(Stored data entries)
════
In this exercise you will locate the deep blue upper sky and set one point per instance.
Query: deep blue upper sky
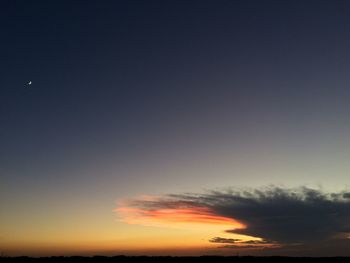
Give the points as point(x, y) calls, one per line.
point(123, 76)
point(141, 97)
point(166, 86)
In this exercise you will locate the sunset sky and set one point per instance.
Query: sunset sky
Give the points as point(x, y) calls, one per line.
point(175, 127)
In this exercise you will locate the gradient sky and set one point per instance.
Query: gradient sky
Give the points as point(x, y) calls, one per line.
point(135, 100)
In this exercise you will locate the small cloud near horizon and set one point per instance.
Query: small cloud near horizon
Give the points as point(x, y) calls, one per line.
point(286, 217)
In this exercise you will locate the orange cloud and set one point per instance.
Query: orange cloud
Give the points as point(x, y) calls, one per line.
point(175, 215)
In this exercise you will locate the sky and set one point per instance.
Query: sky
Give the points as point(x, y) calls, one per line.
point(174, 127)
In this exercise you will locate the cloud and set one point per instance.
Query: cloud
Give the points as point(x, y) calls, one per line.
point(223, 240)
point(286, 216)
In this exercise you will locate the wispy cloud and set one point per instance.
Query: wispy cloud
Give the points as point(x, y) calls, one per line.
point(276, 215)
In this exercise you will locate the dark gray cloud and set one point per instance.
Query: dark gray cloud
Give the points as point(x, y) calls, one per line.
point(275, 214)
point(295, 215)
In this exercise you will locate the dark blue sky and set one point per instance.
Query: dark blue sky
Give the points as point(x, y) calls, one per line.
point(132, 97)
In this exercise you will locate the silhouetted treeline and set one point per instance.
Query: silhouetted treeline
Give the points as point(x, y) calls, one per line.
point(168, 259)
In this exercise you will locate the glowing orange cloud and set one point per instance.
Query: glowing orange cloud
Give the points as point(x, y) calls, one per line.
point(175, 215)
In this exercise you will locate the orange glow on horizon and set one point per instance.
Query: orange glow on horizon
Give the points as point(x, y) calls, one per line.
point(178, 216)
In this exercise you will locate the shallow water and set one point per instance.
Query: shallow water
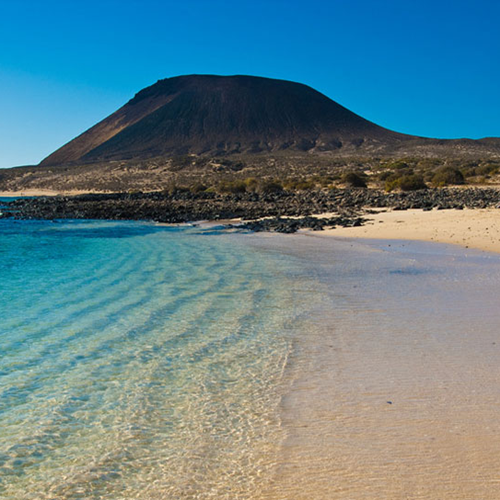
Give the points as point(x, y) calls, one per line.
point(397, 394)
point(139, 361)
point(143, 361)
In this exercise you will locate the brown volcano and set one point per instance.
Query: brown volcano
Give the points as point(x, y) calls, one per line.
point(205, 114)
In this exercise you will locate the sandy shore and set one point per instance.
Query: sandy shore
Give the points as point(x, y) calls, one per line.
point(395, 391)
point(478, 229)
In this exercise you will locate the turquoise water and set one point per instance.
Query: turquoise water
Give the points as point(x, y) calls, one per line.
point(139, 361)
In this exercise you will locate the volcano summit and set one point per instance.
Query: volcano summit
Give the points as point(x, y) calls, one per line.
point(205, 114)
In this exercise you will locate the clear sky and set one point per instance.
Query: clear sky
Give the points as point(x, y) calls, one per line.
point(429, 68)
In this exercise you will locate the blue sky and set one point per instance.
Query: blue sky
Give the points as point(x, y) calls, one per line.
point(428, 68)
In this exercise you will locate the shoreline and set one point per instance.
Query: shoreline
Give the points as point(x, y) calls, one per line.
point(468, 228)
point(396, 390)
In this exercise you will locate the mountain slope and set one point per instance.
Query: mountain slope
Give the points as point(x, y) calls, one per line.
point(214, 114)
════
Write down how many lines of the data above carry the word "glowing". Nothing else belongs in the answer.

▶ _Written response_
2